### ACTIVITY
Transcribe each entry so that nothing differs from the original.

### RECORDS SUPPLIED
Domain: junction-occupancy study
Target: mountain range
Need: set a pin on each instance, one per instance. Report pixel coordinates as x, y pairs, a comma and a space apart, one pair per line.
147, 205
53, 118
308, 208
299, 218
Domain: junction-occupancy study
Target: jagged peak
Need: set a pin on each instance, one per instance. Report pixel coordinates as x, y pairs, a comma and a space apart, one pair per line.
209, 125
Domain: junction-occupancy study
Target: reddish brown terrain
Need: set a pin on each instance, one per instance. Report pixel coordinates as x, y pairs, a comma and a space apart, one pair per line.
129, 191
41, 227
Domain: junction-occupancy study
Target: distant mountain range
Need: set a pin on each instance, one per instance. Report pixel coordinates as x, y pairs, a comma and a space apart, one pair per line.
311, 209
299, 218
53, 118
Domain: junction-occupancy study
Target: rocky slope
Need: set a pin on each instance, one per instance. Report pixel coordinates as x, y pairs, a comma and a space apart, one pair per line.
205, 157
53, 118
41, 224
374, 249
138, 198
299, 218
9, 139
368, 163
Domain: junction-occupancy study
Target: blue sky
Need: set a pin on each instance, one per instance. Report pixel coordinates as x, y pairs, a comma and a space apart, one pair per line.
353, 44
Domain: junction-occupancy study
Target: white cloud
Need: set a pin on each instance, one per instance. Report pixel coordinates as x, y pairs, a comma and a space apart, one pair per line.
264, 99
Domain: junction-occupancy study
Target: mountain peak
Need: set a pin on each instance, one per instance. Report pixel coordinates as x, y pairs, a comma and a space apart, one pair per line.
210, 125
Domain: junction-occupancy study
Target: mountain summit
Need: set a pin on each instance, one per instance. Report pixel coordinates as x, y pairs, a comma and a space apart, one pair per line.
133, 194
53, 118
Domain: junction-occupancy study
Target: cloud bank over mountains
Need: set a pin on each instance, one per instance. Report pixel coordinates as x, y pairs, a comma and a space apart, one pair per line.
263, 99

### ANSWER TO THE PROBLEM
Domain: junction-occupancy study
Target: mountain range
Need: set a pin on each instance, one per instance. Report pixel coordinates as x, y pairs, a comma and a space apart, one pair per line.
147, 205
53, 118
308, 208
299, 218
Domain: junction-occupancy study
Target: jagged peak
Need: set a pin on each instance, one per instance. Report pixel coordinates as x, y pairs, a comma and a space apart, one pair per line.
209, 125
Domain: junction-occupancy study
Target: reddish brown terrain
Need: set a pin on each instance, one per instance. Report pixel coordinates as x, y pairs, a comma and a space apart, one pair per line.
129, 191
41, 227
Domain: junction-occupancy study
Target: distant mountain range
Need: set a pin on each instance, one per instance. Report pixel coordinates as x, y pairs, a comma and a space apart, one pair per line.
311, 209
299, 218
53, 118
Domain: junction-occupancy study
Target: rocky slope
Need: set a pin on each instance, one per instance. Report pixel coordinates as x, y pairs, a comma and a space apart, one pair per line.
205, 157
53, 118
41, 224
374, 249
138, 198
299, 218
9, 139
368, 163
Domain: junction-occupancy study
Target: blue sky
Need: set a pin on each instance, one per instance. Report pixel coordinates as x, y pairs, a comma and a space apart, one pair per line.
353, 44
Domain: junction-occupancy study
Target: white cloud
Need: set a pin on each instance, one per instance. Report pixel coordinates as x, y pairs, a comma and a space apart, one pair per line.
264, 99
Domain: junction-occupancy study
Target: mountain peak
Need: set a pin on each instance, one per instance. Report pixel coordinates as x, y pairs, a comma and a space apart, one pair per line.
210, 125
Domain: junction-occupancy study
Target: mountain summit
Need: set a pin on each instance, one per instance. Report pixel coordinates as x, y pairs, a comma and a space apart, one pair per line.
133, 194
53, 118
Domain: junction-occupancy study
Target: cloud bank over mountains
Need: set a pin on each instance, one per instance. Report pixel coordinates as x, y pairs, a comma and a space apart, one pair per line.
263, 99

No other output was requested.